- **Brief**
Write out the data below in full, please. Keep every character as given.

(Stored data entries)
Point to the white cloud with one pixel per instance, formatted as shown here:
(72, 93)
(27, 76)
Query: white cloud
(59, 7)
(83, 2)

- **Finished task**
Point to the white cloud with one pixel per instance, formatted as shown here:
(72, 93)
(27, 76)
Query: white cloud
(59, 7)
(83, 2)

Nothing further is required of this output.